● **What the exercise asks**: Word for word, repeat each entry that follows.

(Collected data)
-----

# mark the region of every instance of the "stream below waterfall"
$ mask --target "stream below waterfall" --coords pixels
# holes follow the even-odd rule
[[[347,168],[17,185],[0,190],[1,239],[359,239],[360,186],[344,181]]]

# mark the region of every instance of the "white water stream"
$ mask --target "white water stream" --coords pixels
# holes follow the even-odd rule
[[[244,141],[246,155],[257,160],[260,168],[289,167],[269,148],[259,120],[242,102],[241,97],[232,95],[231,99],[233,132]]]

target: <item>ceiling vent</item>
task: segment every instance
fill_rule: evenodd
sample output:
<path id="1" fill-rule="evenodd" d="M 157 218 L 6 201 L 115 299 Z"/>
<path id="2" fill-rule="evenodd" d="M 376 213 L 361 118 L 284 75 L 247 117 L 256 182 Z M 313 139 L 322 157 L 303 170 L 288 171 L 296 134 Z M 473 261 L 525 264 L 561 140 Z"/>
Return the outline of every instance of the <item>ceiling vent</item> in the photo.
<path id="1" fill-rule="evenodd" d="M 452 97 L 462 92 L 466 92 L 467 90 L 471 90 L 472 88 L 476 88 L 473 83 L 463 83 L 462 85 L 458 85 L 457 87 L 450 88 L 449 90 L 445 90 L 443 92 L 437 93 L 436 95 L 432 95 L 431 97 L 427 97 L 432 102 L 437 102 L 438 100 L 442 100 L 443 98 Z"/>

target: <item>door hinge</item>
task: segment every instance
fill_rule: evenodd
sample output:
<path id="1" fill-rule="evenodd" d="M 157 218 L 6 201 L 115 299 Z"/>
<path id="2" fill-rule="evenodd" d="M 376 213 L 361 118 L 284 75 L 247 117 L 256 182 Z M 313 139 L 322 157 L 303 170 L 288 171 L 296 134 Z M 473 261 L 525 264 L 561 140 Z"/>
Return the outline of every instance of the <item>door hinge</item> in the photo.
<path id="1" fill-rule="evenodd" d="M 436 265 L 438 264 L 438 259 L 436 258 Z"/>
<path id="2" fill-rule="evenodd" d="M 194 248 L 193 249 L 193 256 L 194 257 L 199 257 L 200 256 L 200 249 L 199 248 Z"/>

-----

● **Your solution**:
# mark the region of every instance of the "stream below waterfall"
$ mask --target "stream below waterfall" --coords pixels
# holes follow the even-odd rule
[[[347,168],[17,185],[0,190],[1,239],[359,239],[360,186],[344,181]]]

# mark the region of every instance of the "white water stream"
$ mask --target "white water stream" --coords pixels
# holes follow the even-odd rule
[[[244,141],[246,155],[257,160],[260,168],[289,167],[269,148],[259,120],[242,102],[241,97],[232,95],[231,99],[233,132]]]

target: <item>ceiling vent</item>
task: segment every instance
fill_rule: evenodd
sample output:
<path id="1" fill-rule="evenodd" d="M 157 218 L 6 201 L 115 299 Z"/>
<path id="2" fill-rule="evenodd" d="M 376 213 L 361 118 L 284 75 L 247 117 L 256 182 Z M 313 139 L 322 157 L 303 170 L 288 171 L 296 134 Z M 473 261 L 525 264 L 561 140 Z"/>
Return the outline of every instance of the <item>ceiling vent</item> in the photo.
<path id="1" fill-rule="evenodd" d="M 452 97 L 462 92 L 466 92 L 467 90 L 471 90 L 472 88 L 476 88 L 473 83 L 463 83 L 462 85 L 458 85 L 457 87 L 450 88 L 449 90 L 445 90 L 443 92 L 437 93 L 436 95 L 432 95 L 431 97 L 427 97 L 432 102 L 437 102 L 438 100 L 442 100 L 443 98 Z"/>

target: <item>door hinge</item>
task: segment every instance
fill_rule: evenodd
sample output:
<path id="1" fill-rule="evenodd" d="M 157 218 L 6 201 L 115 299 Z"/>
<path id="2" fill-rule="evenodd" d="M 376 213 L 361 118 L 284 75 L 247 117 L 256 182 Z M 313 139 L 322 157 L 303 170 L 288 171 L 296 134 Z M 473 261 L 525 264 L 561 140 Z"/>
Return the outline of every instance of the <item>door hinge</item> in the photo.
<path id="1" fill-rule="evenodd" d="M 436 265 L 438 264 L 438 259 L 436 258 Z"/>
<path id="2" fill-rule="evenodd" d="M 194 248 L 193 249 L 193 256 L 194 257 L 199 257 L 200 256 L 200 249 L 199 248 Z"/>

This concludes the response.